*** Recorded information
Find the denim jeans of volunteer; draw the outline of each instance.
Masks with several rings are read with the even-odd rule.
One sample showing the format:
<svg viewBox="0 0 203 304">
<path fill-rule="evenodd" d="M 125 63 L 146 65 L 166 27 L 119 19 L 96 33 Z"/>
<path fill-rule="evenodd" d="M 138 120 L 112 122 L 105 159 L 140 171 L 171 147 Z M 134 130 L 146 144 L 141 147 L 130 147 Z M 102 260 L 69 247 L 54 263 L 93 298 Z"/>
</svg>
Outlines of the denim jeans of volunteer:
******
What this task involves:
Express the items above as a JSON list of strings, one string per line, with blank lines left out.

Reply:
[
  "Find the denim jeans of volunteer; draw the outline of each instance.",
  "Masks with several rings are read with the even-odd rule.",
  "One sample showing the format:",
  "<svg viewBox=\"0 0 203 304\">",
  "<path fill-rule=\"evenodd\" d=\"M 125 63 L 146 65 L 166 27 L 119 19 L 96 33 Z\"/>",
  "<path fill-rule=\"evenodd\" d=\"M 138 120 L 112 122 L 105 159 L 140 171 L 171 147 Z M 134 130 L 146 144 L 141 147 L 130 147 Z M 102 260 L 69 247 L 54 263 L 93 298 Z\"/>",
  "</svg>",
  "Outlines of the denim jeans of volunteer:"
]